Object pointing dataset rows
==================================================

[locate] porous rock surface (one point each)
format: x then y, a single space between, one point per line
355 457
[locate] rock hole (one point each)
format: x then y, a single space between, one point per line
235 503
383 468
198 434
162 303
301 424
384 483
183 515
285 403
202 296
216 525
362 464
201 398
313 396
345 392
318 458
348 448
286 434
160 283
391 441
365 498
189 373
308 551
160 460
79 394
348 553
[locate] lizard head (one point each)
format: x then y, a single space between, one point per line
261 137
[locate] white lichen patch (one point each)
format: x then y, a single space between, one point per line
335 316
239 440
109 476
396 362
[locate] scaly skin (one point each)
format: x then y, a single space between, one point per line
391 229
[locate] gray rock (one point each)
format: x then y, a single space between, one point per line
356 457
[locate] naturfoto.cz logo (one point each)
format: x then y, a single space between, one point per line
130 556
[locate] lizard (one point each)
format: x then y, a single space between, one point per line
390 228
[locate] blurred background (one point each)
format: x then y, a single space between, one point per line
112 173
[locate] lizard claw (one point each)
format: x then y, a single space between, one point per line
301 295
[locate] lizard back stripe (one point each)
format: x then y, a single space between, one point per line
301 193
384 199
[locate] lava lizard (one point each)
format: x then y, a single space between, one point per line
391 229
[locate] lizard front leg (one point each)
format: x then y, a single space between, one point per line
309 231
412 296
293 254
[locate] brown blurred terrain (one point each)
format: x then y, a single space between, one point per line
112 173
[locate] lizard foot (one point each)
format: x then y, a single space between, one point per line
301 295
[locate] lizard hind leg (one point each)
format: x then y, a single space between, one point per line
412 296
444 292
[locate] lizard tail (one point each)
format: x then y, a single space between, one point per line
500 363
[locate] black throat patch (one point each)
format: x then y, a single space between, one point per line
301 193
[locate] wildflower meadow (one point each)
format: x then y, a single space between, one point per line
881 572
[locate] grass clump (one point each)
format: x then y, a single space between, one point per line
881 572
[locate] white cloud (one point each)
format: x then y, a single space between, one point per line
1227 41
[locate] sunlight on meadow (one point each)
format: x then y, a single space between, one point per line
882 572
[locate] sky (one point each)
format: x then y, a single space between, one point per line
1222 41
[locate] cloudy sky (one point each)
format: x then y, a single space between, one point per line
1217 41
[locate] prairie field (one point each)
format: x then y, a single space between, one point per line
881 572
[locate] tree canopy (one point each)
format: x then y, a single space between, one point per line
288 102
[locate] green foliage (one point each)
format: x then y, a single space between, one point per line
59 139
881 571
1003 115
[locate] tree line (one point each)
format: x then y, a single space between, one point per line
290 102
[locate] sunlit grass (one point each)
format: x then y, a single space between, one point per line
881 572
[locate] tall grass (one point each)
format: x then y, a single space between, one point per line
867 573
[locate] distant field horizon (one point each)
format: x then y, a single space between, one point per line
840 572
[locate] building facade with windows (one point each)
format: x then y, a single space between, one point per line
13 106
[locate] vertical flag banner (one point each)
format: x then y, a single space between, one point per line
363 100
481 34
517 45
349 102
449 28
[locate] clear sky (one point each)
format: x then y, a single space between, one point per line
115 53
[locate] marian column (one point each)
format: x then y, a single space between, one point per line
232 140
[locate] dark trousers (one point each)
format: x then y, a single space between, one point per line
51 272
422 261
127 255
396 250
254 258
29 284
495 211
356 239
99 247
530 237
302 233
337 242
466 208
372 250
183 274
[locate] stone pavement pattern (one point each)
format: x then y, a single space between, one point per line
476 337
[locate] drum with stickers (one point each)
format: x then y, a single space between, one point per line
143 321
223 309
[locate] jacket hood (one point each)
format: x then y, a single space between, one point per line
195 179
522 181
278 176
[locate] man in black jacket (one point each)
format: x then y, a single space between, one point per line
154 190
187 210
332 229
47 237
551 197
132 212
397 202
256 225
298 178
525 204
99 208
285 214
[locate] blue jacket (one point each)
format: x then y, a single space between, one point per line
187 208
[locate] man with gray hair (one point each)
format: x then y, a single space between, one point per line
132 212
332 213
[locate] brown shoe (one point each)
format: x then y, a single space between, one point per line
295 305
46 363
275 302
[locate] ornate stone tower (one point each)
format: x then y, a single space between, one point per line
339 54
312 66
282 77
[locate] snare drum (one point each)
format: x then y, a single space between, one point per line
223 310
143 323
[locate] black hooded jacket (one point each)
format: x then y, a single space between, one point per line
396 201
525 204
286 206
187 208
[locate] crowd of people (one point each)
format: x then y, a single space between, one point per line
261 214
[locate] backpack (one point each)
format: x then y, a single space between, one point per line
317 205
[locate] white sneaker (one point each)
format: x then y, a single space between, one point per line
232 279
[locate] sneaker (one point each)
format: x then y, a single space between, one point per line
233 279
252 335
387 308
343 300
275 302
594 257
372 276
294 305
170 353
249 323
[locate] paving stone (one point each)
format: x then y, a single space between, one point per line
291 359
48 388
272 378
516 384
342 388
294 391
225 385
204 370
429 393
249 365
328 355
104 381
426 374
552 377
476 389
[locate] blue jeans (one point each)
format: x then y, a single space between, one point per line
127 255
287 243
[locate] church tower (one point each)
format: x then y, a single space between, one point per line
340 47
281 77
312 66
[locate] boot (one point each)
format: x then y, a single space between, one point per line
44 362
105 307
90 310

==================================================

WHAT THIS TASK INVOLVES - Take the records above and return them exactly as written.

SOLUTION TO THIS EXERCISE -
[locate] porous rock surface (one point each)
format: x then y, a single space between, one point per line
355 457
[locate] rock hole (one point each)
format: x then y, a single space between, one point per line
235 503
383 468
198 434
162 303
301 424
384 483
183 515
285 403
202 296
216 525
362 464
201 398
313 396
345 392
318 458
348 448
286 434
160 283
391 441
365 498
189 373
308 551
160 460
79 394
348 553
[locate] lizard head (one point each)
format: x then y, a single space between, one point per line
261 137
[locate] white lichen patch (one point each)
format: x then y, a single space between, one point per line
335 316
239 440
109 476
396 362
[locate] scaly skin (one point each)
format: x then y, a single space between, one point per line
391 229
[locate] gray rock (one point each)
format: x then y, a single space between, one point per line
356 457
[locate] naturfoto.cz logo (one point each)
format: x then y, a single space between, one point per line
130 556
[locate] lizard (one point each)
format: x then y, a single space between, one point per line
390 228
[locate] blurred background (one point each)
format: x then y, a single space between, one point per line
112 173
[locate] lizard claw (one point each)
format: x then y, a single space between, one point per line
301 295
[locate] lizard back stripe (one point each)
format: x then y, a single space between, one point per line
301 193
384 199
[locate] lava lizard (one point each)
format: x then y, a single space between, one point per line
391 229
[locate] lizard front leg (one point each)
format: x then y, a single space between, one point per line
309 231
412 296
293 254
[locate] brown blurred terrain (one point each)
format: x then y, a single space between, one point per line
112 173
[locate] lizard foot (one point each)
format: x then y, a single space between, one point per line
301 295
[locate] lizard hind leg (one point each)
format: x then y, a single space between, one point per line
412 296
444 292
[locate] lizard tail (one point each)
format: x then y, a single space between, one point per line
500 363
[locate] black throat patch (one point each)
format: x then y, a single space between, one point per line
301 193
[locate] wildflower meadow (one point each)
format: x then y, a single space between, one point per line
881 572
[locate] grass clump (one point each)
format: x then y, a single space between, one point per line
881 572
[locate] white cloud (one point each)
format: x then y, a single space between, one point per line
1227 41
[locate] sunlight on meadow (one point each)
format: x then y, a single space between, one point per line
882 572
[locate] sky (one point each)
format: x then y, a single space between, one point per line
1222 41
[locate] cloudy sky (one point each)
format: x then y, a single space between, one point per line
1217 41
[locate] prairie field (one point each)
format: x then y, a single space between, one point per line
881 572
[locate] tree canopy (one point each)
format: x then y, a single space between, one point per line
288 102
[locate] green foliage (one point each)
format: x then y, a single space between, one point per line
59 139
881 571
1003 115
[locate] tree line (one point each)
format: x then y, a single space between, one point per line
290 102
[locate] sunlit grass (one point each)
format: x then y, a single space between, one point per line
881 572
[locate] tall grass (one point each)
format: x then y, a single space between, one point per line
867 573
[locate] distant field horizon (one point each)
format: x then y, a single space between, one point per line
840 572
[locate] building facade with windows (one point each)
format: x then y, a single space between, one point per line
13 106
[locate] vertical flag banner (one point each)
format: x then y, a single space between, one point per line
363 100
481 34
517 45
349 102
449 28
[locate] clear sky (one point each)
format: x then y, a single space between, one point per line
115 53
[locate] marian column (one point each)
format: x then y, a single space between, one point per line
232 140
[locate] dark trousers (one point each)
format: x then y, a single space between, one point per line
51 272
422 261
127 255
396 250
254 258
29 284
495 211
356 239
99 247
530 237
302 233
337 242
466 208
372 250
183 274
[locate] stone pavement pattern (one point each)
format: x then y, a single space between, one point per line
476 337
[locate] drum with stickers (one point each)
format: x then y, a single space between, one point per line
143 321
223 309
[locate] jacket hood (one point each)
format: x then y, a single space between, one point per line
195 179
522 181
278 176
[locate] man in black jacket (one point each)
format: x then y, a single space between, one point per line
154 190
187 210
332 229
47 237
551 197
132 212
397 202
256 225
298 178
525 204
99 208
285 214
[locate] blue jacket (one point each)
format: x then y, a single space between, one point per line
187 208
[locate] man with gray hair (one point each)
format: x then y, a single space between, one point per line
132 212
332 213
[locate] brown shoe (one point each)
format: x then y, a single space between, one point per line
295 305
46 363
275 302
[locate] ornate stone tower (one point each)
format: x then y, a single space between, one point per line
339 54
312 66
282 77
[locate] snare drum (one point each)
format: x then y, a single space between, one point per line
223 310
143 323
[locate] black hooded jacket (one point each)
format: x then y, a single space between, one point per line
396 201
525 204
286 206
187 208
[locate] crowd of people (one point each)
format: x then y, a single space between, one point per line
261 214
[locate] backpack (one point each)
format: x then y, a single space between, one point per line
317 205
[locate] white sneaker (one point each)
format: x then y, a single space between, one point per line
232 279
[locate] sneaker (one point each)
format: x then y, a single space between, one point per line
233 279
252 335
387 308
343 300
275 302
594 257
372 276
294 305
170 353
249 323
[locate] paving stone (one point each)
format: x then y, a single space between, one point per line
291 359
48 388
272 378
516 384
342 388
294 391
225 385
204 370
429 393
249 365
328 355
104 381
426 374
552 377
476 389
[locate] blue jeans (one point each)
format: x then y, a single space between, one point per line
127 255
287 243
[locate] church tower (one point each)
format: x then y, a single space between, one point per line
340 47
281 77
312 66
[locate] boot (one point each)
format: x then y, a single space between, one point per line
44 362
105 307
90 310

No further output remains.